▶ TASK INSTRUCTIONS: Please copy out every line of the material below word for word, with nothing changed.

[Items stored from a collection]
══════════

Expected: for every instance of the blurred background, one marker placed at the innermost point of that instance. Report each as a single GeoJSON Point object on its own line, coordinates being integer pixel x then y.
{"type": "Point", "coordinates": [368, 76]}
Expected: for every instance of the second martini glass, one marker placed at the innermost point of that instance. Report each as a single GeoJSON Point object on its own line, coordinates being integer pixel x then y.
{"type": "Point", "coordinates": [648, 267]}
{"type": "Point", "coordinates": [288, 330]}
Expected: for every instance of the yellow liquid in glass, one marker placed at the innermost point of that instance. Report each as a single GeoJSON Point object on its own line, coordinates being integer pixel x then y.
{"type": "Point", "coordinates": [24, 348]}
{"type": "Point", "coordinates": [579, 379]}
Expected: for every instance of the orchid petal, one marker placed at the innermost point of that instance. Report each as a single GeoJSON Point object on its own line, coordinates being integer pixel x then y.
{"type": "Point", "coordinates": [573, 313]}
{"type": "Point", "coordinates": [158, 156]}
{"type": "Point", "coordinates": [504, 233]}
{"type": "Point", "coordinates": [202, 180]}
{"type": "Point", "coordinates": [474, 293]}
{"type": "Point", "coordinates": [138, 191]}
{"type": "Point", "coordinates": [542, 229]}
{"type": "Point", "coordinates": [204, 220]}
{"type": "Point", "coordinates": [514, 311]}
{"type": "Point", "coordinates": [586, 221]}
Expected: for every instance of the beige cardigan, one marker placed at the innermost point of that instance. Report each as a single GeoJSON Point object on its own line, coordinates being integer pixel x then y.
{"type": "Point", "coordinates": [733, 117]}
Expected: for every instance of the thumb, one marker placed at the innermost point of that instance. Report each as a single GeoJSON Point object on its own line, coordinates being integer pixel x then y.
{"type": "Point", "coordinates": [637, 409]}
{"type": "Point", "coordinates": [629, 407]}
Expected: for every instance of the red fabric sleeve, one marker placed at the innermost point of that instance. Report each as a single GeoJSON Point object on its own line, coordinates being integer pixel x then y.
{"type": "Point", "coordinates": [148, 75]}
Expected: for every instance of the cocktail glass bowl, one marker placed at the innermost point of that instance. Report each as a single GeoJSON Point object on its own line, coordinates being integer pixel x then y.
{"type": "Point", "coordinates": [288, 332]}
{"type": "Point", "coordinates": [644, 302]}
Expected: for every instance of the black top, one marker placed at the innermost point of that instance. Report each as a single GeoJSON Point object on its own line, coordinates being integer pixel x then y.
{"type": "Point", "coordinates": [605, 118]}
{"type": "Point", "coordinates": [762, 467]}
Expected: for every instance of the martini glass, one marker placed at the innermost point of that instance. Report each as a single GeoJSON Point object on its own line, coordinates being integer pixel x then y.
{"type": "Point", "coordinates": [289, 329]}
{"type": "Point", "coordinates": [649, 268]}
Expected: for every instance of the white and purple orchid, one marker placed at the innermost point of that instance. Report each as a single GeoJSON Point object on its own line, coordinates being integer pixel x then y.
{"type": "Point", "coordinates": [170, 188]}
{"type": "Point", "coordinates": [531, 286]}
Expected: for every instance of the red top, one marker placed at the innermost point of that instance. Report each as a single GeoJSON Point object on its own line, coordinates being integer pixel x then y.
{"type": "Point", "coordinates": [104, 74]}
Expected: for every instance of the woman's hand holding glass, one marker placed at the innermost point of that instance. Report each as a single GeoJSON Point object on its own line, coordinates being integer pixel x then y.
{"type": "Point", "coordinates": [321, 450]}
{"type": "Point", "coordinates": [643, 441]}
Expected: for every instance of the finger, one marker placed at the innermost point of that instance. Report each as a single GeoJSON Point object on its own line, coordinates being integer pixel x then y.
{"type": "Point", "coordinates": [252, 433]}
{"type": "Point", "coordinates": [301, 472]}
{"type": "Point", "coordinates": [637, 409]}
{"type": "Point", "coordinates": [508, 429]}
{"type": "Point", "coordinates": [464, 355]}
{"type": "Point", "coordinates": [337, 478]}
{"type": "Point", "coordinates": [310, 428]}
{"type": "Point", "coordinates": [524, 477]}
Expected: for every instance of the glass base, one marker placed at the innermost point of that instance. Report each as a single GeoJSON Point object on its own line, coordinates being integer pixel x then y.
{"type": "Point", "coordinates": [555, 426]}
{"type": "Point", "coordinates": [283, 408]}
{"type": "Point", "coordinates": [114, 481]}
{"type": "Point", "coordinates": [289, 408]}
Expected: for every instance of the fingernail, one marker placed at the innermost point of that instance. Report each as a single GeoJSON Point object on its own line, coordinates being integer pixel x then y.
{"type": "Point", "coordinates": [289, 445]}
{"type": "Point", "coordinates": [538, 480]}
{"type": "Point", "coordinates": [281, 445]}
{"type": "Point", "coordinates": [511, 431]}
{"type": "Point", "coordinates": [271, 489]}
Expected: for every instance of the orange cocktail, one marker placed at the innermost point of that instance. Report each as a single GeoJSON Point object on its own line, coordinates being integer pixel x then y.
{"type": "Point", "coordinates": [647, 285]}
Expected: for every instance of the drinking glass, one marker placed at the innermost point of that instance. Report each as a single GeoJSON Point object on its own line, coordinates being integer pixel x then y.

══════════

▶ RESULT FOR THIS EXERCISE:
Expected: for every instance of the blurred background, one marker placed at the innermost point of that instance. Report each as a single GeoJSON Point object on its own line, coordinates being integer pixel x then y.
{"type": "Point", "coordinates": [368, 76]}
Expected: for every instance of the second martini glass, one marker placed at the innermost point of that instance. Report each as a single GeoJSON Point object on its own line, coordinates being integer pixel x then y.
{"type": "Point", "coordinates": [648, 267]}
{"type": "Point", "coordinates": [288, 330]}
Expected: for every instance of the yellow liquid in glass, one marker placed at the innermost point of that instance. Report each as a single GeoJSON Point object on its own line, coordinates being integer pixel x then y.
{"type": "Point", "coordinates": [24, 348]}
{"type": "Point", "coordinates": [579, 379]}
Expected: for every instance of the orchid petal, one marker placed at the innermost point of that instance. Report each as a single GeoJSON Point object on its own line, coordinates being integer pixel x then y.
{"type": "Point", "coordinates": [573, 313]}
{"type": "Point", "coordinates": [158, 156]}
{"type": "Point", "coordinates": [504, 233]}
{"type": "Point", "coordinates": [202, 180]}
{"type": "Point", "coordinates": [474, 293]}
{"type": "Point", "coordinates": [138, 191]}
{"type": "Point", "coordinates": [542, 229]}
{"type": "Point", "coordinates": [204, 220]}
{"type": "Point", "coordinates": [514, 311]}
{"type": "Point", "coordinates": [586, 221]}
Expected: for every instance of the beige cardigan, one marker placed at the innermost point of that instance. Report each as a single GeoJSON Point object on its own line, coordinates being integer pixel x then y.
{"type": "Point", "coordinates": [733, 117]}
Expected: for every instance of the thumb, one marker placed at the innermost point of that instance. Report each as a single GeoJSON Point object on its own line, coordinates being integer pixel x then y.
{"type": "Point", "coordinates": [637, 409]}
{"type": "Point", "coordinates": [629, 407]}
Expected: for every instance of the red fabric sleeve, one marker placed at the innermost point of that instance. Report each as a single GeoJSON Point object on its own line, coordinates being integer pixel x then y.
{"type": "Point", "coordinates": [148, 75]}
Expected: for every instance of the cocktail glass bowl, one marker placed at the innermost point of that instance. Report each as a single GeoJSON Point object on its own line, coordinates being integer pixel x then y.
{"type": "Point", "coordinates": [288, 332]}
{"type": "Point", "coordinates": [644, 302]}
Expected: for every instance of the black top, one marker placed at the innermost point of that instance. Report each as a single GeoJSON Point object on its own line, coordinates being integer pixel x then y.
{"type": "Point", "coordinates": [605, 118]}
{"type": "Point", "coordinates": [762, 467]}
Expected: for every instance of the martini glass, one marker placed at the innermost point of that instance. Report each as a single GeoJSON Point object on its own line, coordinates being integer pixel x then y.
{"type": "Point", "coordinates": [289, 329]}
{"type": "Point", "coordinates": [649, 268]}
Expected: for every instance of the white and purple orchid, one marker placed at the innermost point of that instance. Report each as a single GeoJSON Point object on its own line, coordinates being integer pixel x then y.
{"type": "Point", "coordinates": [170, 188]}
{"type": "Point", "coordinates": [531, 286]}
Expected: for every instance of the red top, one marker placed at the innermost point of that instance. Report each as a single GeoJSON Point object on its own line, coordinates being integer pixel x then y.
{"type": "Point", "coordinates": [104, 74]}
Expected: for every instance of the woman's hand holding glass, one marker placed at the innermost point of that instance. Report each as a single GeoJSON Point object on its own line, coordinates being integer pixel x then y.
{"type": "Point", "coordinates": [321, 450]}
{"type": "Point", "coordinates": [643, 441]}
Expected: for every instance of the finger, one marker placed at the innermost point of that instance. Report each as a single GeoJSON Point object on its own line, coordinates being integer pixel x then y.
{"type": "Point", "coordinates": [252, 433]}
{"type": "Point", "coordinates": [301, 472]}
{"type": "Point", "coordinates": [637, 409]}
{"type": "Point", "coordinates": [508, 429]}
{"type": "Point", "coordinates": [464, 355]}
{"type": "Point", "coordinates": [337, 478]}
{"type": "Point", "coordinates": [310, 428]}
{"type": "Point", "coordinates": [524, 477]}
Expected: for every instance of the glass base, one marker placed at the innermost point of that instance. Report each as a single GeoJSON Point object on its own line, coordinates being integer pixel x then y.
{"type": "Point", "coordinates": [555, 426]}
{"type": "Point", "coordinates": [283, 408]}
{"type": "Point", "coordinates": [114, 481]}
{"type": "Point", "coordinates": [289, 408]}
Expected: for every instance of the fingernail, one marker placed at the innermost point of that instance. Report each as a single GeoJSON Point object on its own line, coordinates being integer pixel x then y.
{"type": "Point", "coordinates": [289, 445]}
{"type": "Point", "coordinates": [538, 480]}
{"type": "Point", "coordinates": [281, 445]}
{"type": "Point", "coordinates": [511, 431]}
{"type": "Point", "coordinates": [271, 489]}
Expected: for every instance of the orange cocktail, one marker placed at the innermost point of that instance. Report each as a single GeoJSON Point object on its own line, coordinates being integer pixel x then y.
{"type": "Point", "coordinates": [647, 285]}
Expected: for every instance of the drinking glass, one marker placed at the innermost point of that instance. Report each as a single GeoJSON Point object on its own line, coordinates being integer pixel x then y.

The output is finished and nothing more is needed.